School of Powher Update

An excerpt from our research fellow Sasha Hernandez;

Since the 4th School of POWHER graduation in San Martin about a month ago I have moved to Lake Atitlan where I will spend the next 8 months. At first everything about my new home seemed drastically different than San Martin, the lake was 30 degrees warmer, I was now surrounded by deep blue water and three striking volcanoes, and I wasn’t the only ‘gringa’ in town. But as I began working at the local health post, which is usually only staffed by one auxiliary nurse and a doctor, I realized the need for reproductive health education hadn’t changed just because I was living in a new place. On my first day of work I was helping out with administering newborn vaccines when a young mom of 17, her husband, and a baby boy walked in. Shyly the mother asked me “my husband and I were intimate last night, can I get pregnant again?” As I was preparing the vaccines for her baby I gave her and her husband a pamphlet about birth control, asked them to read it, and told them we would discuss options after I was done with vaccination. For the next 20 minutes we had an in depth, detailed discussion about how conception actually works, methods that could be given to them for free at the community health posts (condoms, birth control pills, and injections), as well as natural methods. It blew my mind that this young couple didn’t have a real idea of how her pregnancy actually occurred and I was so excited to be able to explain anatomy and offer them real (and simple) methods such as condoms. This is just one instance of the vast amount of counseling that I have done during my time working at the health post in Santiago Atitlán.

(Stored records)
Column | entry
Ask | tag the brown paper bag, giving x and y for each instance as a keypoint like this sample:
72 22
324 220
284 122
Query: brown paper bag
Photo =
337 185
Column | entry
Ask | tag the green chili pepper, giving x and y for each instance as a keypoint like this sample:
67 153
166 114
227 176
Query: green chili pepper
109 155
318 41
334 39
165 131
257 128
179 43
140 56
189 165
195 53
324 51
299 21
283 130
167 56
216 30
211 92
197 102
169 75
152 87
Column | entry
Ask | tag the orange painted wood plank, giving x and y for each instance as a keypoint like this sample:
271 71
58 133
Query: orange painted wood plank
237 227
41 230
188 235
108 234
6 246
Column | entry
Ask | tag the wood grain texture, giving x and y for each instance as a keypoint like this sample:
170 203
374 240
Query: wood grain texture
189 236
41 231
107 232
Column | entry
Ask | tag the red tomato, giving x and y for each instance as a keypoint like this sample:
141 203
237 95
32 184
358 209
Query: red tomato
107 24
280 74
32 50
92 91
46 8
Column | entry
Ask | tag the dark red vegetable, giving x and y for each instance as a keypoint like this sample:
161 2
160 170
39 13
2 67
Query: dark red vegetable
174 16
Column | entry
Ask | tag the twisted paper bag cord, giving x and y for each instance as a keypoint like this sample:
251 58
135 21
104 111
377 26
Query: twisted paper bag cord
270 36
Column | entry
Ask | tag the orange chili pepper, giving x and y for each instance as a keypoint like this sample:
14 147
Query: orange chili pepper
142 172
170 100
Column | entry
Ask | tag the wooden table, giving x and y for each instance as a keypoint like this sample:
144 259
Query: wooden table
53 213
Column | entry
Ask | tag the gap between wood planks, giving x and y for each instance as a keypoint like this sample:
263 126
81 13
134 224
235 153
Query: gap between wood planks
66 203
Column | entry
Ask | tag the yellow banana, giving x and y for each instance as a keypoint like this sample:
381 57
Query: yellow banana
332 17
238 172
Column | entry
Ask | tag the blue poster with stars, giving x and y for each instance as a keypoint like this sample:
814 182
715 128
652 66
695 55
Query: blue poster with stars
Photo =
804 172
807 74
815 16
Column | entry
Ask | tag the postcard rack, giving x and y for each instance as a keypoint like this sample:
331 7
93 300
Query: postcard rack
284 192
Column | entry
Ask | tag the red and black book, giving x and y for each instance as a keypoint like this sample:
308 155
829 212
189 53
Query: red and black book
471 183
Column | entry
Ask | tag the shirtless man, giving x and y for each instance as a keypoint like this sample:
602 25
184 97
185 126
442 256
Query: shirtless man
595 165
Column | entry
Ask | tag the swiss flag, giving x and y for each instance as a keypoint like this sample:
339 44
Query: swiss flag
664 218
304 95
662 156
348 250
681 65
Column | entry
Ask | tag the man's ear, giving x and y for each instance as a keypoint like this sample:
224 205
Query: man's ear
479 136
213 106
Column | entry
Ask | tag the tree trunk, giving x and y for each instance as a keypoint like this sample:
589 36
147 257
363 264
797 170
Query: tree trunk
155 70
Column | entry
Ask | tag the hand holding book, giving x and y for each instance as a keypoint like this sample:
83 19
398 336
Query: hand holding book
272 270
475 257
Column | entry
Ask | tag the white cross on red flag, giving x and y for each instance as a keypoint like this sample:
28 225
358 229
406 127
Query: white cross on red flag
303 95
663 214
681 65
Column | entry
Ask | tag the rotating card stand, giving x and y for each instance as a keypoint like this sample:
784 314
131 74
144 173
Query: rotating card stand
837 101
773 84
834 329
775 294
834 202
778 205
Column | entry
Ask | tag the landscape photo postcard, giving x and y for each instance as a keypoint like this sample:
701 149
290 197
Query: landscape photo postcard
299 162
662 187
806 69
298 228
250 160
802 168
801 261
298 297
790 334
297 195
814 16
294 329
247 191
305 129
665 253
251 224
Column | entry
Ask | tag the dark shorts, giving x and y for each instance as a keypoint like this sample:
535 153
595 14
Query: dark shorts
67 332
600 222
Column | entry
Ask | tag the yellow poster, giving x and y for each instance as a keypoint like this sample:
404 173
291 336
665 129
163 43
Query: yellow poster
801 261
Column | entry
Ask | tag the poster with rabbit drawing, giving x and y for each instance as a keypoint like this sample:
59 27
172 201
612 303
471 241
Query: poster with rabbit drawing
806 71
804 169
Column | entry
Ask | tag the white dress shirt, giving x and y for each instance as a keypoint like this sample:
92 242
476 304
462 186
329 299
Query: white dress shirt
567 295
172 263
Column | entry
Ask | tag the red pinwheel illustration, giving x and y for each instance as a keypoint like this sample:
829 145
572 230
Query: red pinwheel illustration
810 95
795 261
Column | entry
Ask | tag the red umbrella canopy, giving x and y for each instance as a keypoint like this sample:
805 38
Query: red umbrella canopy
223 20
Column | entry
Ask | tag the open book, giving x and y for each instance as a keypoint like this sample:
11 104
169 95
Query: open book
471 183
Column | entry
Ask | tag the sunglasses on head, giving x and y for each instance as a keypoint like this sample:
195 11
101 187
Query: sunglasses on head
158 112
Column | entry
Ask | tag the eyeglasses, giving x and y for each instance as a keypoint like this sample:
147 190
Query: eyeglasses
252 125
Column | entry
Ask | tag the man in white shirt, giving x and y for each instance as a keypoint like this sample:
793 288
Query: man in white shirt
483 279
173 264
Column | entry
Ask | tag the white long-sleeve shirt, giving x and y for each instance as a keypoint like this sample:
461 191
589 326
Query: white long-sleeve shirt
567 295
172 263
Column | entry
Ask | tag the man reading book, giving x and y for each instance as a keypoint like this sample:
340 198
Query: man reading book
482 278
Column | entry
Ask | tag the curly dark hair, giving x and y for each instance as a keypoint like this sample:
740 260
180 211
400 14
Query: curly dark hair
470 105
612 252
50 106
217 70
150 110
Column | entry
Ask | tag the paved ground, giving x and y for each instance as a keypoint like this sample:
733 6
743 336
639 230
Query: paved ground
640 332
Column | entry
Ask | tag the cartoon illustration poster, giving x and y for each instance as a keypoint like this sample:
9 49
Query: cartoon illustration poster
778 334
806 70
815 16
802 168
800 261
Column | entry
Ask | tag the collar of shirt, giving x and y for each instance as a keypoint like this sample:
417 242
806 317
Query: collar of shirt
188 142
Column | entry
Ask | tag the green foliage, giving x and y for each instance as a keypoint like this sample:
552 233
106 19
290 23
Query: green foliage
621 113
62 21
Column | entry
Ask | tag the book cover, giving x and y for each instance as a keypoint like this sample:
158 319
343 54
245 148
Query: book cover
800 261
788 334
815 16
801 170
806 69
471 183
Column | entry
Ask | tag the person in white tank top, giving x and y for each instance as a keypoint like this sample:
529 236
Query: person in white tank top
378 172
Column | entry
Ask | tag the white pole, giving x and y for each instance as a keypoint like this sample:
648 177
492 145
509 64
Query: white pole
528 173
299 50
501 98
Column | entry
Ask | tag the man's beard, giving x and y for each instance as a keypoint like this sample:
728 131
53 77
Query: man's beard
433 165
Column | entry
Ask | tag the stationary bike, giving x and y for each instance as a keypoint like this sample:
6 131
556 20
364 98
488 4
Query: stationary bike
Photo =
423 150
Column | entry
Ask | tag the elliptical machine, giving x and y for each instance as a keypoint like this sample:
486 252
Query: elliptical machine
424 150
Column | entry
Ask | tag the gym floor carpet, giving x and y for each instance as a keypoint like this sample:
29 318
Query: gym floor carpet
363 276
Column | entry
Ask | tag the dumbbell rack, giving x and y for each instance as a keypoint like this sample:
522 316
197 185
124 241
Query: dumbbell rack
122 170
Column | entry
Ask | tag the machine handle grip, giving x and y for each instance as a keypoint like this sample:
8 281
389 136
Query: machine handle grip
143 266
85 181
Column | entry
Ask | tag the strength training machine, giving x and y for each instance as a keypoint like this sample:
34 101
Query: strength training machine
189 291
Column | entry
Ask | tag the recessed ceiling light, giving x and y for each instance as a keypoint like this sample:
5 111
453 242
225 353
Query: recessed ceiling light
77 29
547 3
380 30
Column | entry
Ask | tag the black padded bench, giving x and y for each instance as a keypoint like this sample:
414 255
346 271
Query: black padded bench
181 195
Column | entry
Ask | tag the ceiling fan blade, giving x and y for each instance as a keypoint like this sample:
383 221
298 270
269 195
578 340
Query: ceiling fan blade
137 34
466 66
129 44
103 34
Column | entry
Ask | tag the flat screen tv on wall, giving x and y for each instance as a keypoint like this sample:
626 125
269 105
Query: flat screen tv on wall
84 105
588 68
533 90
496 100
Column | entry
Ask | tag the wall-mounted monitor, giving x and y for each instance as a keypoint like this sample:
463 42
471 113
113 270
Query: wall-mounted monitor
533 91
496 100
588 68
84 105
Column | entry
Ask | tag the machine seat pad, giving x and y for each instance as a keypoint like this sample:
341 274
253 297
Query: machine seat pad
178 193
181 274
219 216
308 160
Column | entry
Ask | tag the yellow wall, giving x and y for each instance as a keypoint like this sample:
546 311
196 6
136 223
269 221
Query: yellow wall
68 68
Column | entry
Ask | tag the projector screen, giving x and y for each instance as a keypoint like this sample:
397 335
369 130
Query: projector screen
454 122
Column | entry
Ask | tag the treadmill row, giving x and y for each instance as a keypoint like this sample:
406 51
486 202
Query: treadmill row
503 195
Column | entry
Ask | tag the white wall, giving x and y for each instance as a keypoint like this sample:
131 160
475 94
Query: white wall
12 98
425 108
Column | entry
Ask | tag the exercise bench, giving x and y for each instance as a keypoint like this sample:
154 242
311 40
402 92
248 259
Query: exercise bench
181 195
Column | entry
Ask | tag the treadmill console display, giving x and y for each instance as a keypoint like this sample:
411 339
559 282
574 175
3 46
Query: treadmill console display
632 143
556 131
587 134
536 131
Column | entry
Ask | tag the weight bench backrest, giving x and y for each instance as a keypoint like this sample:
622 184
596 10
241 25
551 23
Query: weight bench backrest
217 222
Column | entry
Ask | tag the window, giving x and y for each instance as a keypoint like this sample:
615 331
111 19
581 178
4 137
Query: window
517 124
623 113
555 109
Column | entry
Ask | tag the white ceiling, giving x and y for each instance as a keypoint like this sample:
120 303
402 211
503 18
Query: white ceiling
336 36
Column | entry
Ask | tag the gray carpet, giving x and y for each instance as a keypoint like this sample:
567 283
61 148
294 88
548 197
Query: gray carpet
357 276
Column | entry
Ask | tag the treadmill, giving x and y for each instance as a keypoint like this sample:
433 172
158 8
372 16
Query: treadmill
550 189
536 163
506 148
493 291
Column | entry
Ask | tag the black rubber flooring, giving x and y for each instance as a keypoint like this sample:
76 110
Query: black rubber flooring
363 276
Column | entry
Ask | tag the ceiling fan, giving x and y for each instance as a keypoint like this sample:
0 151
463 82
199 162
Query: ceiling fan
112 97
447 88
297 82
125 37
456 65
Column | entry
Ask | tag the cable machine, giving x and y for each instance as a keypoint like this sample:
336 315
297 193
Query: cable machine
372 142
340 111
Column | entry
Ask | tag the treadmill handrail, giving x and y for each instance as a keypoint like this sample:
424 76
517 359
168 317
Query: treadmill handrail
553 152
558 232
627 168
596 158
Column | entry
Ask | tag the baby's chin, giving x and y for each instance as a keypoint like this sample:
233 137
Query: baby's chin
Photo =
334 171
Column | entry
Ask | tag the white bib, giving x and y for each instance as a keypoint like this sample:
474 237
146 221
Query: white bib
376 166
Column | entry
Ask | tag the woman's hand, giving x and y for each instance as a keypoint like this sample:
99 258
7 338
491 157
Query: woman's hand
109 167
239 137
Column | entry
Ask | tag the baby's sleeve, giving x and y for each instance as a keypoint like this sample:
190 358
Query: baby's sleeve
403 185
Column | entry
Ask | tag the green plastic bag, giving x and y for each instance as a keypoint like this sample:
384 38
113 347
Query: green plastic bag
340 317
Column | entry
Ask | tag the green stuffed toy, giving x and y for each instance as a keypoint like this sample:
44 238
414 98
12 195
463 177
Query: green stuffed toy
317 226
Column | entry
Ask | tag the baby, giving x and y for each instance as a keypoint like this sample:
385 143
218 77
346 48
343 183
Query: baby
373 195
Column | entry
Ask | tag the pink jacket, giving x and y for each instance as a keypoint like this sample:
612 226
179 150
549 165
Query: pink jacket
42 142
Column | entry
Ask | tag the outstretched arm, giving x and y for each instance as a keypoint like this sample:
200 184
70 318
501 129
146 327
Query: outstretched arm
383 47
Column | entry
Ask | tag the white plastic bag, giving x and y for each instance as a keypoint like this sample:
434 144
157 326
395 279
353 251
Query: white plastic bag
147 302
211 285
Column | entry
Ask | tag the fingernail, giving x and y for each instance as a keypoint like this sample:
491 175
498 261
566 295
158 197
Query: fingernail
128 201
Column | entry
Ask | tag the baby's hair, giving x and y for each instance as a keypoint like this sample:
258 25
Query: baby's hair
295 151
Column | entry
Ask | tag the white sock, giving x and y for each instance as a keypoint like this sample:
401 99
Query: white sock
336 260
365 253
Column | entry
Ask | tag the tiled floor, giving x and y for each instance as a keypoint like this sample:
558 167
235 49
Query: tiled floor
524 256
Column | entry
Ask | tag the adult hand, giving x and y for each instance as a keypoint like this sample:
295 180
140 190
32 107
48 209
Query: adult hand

REQUIRED WORK
**a)** Answer these questions using the School of POWHER update:
(i) How many months will the writer spend at Lake Atitlan?
(ii) How old was the young mother who came into the health post?
(iii) Which three methods does the update say could be given for free at the community health posts?
**b)** Write the next part of the School of POWHER update, picking up right after its final sentence.
The stored records are separate from the School of POWHER update and have nothing to do with it.

EXPECTED RESPONSES
**a)**
(i) 8 months
(ii) 17
(iii) Condoms, birth control pills, and injections

**b)**
This week I also went back to San Martin to check in with our recent grads. It’s exciting to hear that they are using the equipment given to them at graduation and all of them report that many more moms are seeking them for prenatal care and safe labor! During my visit I was also able to go out on some home visits to reinforce clinical skills with some of the elder comadronas. Paula, an elder comadrona, also wanted to bring Juana, a new comadrona, along on these visits as she so eloquently put it “Juana helps me master taking blood pressure and I can guide her during births, we both can learn through each other”.